» **What to work on**: Rewrite the lines below as a Markdown table with the columns Number and Line, giving each row its number and skipping any blank lines. Leave out the pictures.
--- begin Source data ---
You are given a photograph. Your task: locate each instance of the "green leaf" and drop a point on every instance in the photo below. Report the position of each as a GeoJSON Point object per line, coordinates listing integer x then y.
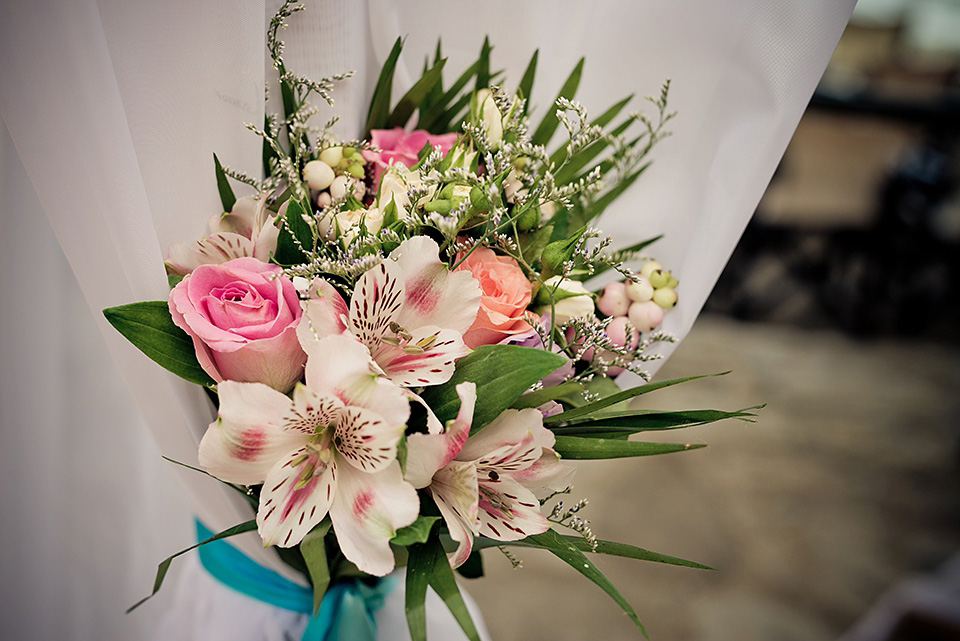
{"type": "Point", "coordinates": [314, 550]}
{"type": "Point", "coordinates": [412, 99]}
{"type": "Point", "coordinates": [380, 101]}
{"type": "Point", "coordinates": [580, 159]}
{"type": "Point", "coordinates": [645, 420]}
{"type": "Point", "coordinates": [227, 199]}
{"type": "Point", "coordinates": [572, 556]}
{"type": "Point", "coordinates": [611, 548]}
{"type": "Point", "coordinates": [625, 395]}
{"type": "Point", "coordinates": [525, 88]}
{"type": "Point", "coordinates": [532, 244]}
{"type": "Point", "coordinates": [150, 328]}
{"type": "Point", "coordinates": [483, 66]}
{"type": "Point", "coordinates": [502, 373]}
{"type": "Point", "coordinates": [558, 252]}
{"type": "Point", "coordinates": [288, 251]}
{"type": "Point", "coordinates": [472, 568]}
{"type": "Point", "coordinates": [416, 532]}
{"type": "Point", "coordinates": [247, 526]}
{"type": "Point", "coordinates": [541, 396]}
{"type": "Point", "coordinates": [550, 121]}
{"type": "Point", "coordinates": [575, 447]}
{"type": "Point", "coordinates": [428, 564]}
{"type": "Point", "coordinates": [432, 116]}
--- end Source data ---
» **Output of the exercise**:
| Number | Line |
|---|---|
| 1 | You are given a photograph. Your task: locate each instance of the "green leaf" and drop a point on every instance in the photo below. Report the position of each as a GeoJSON Point object per line, coordinates listing integer x then y. |
| 2 | {"type": "Point", "coordinates": [314, 550]} |
| 3 | {"type": "Point", "coordinates": [412, 99]} |
| 4 | {"type": "Point", "coordinates": [380, 101]} |
| 5 | {"type": "Point", "coordinates": [580, 159]} |
| 6 | {"type": "Point", "coordinates": [645, 420]} |
| 7 | {"type": "Point", "coordinates": [227, 199]} |
| 8 | {"type": "Point", "coordinates": [572, 556]} |
| 9 | {"type": "Point", "coordinates": [611, 548]} |
| 10 | {"type": "Point", "coordinates": [625, 395]} |
| 11 | {"type": "Point", "coordinates": [525, 88]} |
| 12 | {"type": "Point", "coordinates": [532, 244]} |
| 13 | {"type": "Point", "coordinates": [150, 328]} |
| 14 | {"type": "Point", "coordinates": [483, 66]} |
| 15 | {"type": "Point", "coordinates": [502, 373]} |
| 16 | {"type": "Point", "coordinates": [558, 252]} |
| 17 | {"type": "Point", "coordinates": [288, 251]} |
| 18 | {"type": "Point", "coordinates": [472, 568]} |
| 19 | {"type": "Point", "coordinates": [416, 532]} |
| 20 | {"type": "Point", "coordinates": [247, 526]} |
| 21 | {"type": "Point", "coordinates": [541, 396]} |
| 22 | {"type": "Point", "coordinates": [550, 121]} |
| 23 | {"type": "Point", "coordinates": [575, 447]} |
| 24 | {"type": "Point", "coordinates": [428, 564]} |
| 25 | {"type": "Point", "coordinates": [432, 116]} |